### Exercise directions
Return every line of the material below that contains the word "positive".

[Data — start]

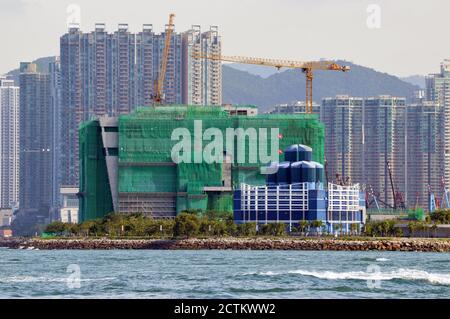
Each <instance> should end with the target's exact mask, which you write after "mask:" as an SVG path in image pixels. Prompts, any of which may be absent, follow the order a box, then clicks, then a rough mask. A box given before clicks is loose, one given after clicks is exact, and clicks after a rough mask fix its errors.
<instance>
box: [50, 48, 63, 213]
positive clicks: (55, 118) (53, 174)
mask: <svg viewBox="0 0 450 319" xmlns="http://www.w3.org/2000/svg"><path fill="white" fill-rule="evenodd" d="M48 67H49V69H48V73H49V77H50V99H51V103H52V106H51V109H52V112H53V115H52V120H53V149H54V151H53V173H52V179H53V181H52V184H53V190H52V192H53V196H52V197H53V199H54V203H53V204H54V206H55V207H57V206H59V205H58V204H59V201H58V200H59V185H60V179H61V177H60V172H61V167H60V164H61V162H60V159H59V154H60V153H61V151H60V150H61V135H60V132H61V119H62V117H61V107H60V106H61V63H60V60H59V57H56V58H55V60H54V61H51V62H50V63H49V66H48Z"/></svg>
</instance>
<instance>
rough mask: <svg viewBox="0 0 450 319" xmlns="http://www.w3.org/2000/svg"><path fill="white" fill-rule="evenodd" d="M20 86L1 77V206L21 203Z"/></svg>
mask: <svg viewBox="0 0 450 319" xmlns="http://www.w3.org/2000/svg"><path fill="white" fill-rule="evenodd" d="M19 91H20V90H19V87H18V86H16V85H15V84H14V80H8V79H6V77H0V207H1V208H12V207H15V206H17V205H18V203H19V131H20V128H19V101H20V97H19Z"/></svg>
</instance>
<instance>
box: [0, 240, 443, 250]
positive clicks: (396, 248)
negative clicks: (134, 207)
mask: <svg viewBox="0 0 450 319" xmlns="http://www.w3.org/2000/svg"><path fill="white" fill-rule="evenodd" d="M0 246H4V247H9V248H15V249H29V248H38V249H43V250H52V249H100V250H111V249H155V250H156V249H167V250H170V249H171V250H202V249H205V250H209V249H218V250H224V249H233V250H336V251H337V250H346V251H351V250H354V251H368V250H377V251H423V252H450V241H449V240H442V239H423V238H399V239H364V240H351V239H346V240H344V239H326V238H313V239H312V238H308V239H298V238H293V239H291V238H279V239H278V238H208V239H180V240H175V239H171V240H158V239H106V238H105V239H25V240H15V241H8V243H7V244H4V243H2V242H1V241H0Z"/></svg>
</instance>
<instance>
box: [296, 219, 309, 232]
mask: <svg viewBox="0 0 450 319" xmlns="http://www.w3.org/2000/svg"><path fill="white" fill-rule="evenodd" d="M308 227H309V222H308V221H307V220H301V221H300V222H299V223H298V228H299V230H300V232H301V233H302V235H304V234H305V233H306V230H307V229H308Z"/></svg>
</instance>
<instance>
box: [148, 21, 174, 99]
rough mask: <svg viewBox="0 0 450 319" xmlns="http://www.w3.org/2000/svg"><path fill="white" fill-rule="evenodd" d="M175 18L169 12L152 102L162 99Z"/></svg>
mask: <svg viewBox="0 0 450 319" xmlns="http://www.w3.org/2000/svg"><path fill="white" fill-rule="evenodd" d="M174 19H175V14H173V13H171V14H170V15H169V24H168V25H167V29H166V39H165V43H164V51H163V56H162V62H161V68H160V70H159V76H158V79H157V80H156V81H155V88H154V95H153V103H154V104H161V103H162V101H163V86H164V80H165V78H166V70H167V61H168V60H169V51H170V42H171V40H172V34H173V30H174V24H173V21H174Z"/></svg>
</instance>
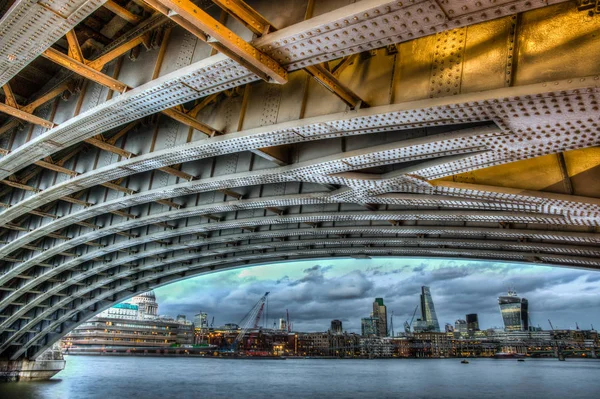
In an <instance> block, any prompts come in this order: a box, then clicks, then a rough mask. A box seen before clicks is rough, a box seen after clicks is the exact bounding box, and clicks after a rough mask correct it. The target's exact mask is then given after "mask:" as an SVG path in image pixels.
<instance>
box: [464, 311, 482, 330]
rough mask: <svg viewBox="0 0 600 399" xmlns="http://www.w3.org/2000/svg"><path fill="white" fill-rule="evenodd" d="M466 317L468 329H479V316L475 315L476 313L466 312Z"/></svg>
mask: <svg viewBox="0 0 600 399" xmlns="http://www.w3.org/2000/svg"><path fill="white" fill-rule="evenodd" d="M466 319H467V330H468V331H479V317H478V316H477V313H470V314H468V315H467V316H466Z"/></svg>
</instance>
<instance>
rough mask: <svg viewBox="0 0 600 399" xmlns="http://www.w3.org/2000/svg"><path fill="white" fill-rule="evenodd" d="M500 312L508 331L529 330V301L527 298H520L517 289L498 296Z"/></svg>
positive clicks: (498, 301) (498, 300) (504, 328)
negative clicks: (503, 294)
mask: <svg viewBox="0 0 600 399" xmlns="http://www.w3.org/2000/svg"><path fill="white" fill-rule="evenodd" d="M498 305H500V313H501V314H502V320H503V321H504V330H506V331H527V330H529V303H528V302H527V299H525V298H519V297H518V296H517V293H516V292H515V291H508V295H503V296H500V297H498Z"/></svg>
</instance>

[Data — finish]

### Answer area
positive clicks: (55, 118) (53, 174)
positive clicks: (396, 248)
positive clicks: (498, 301) (498, 300) (504, 328)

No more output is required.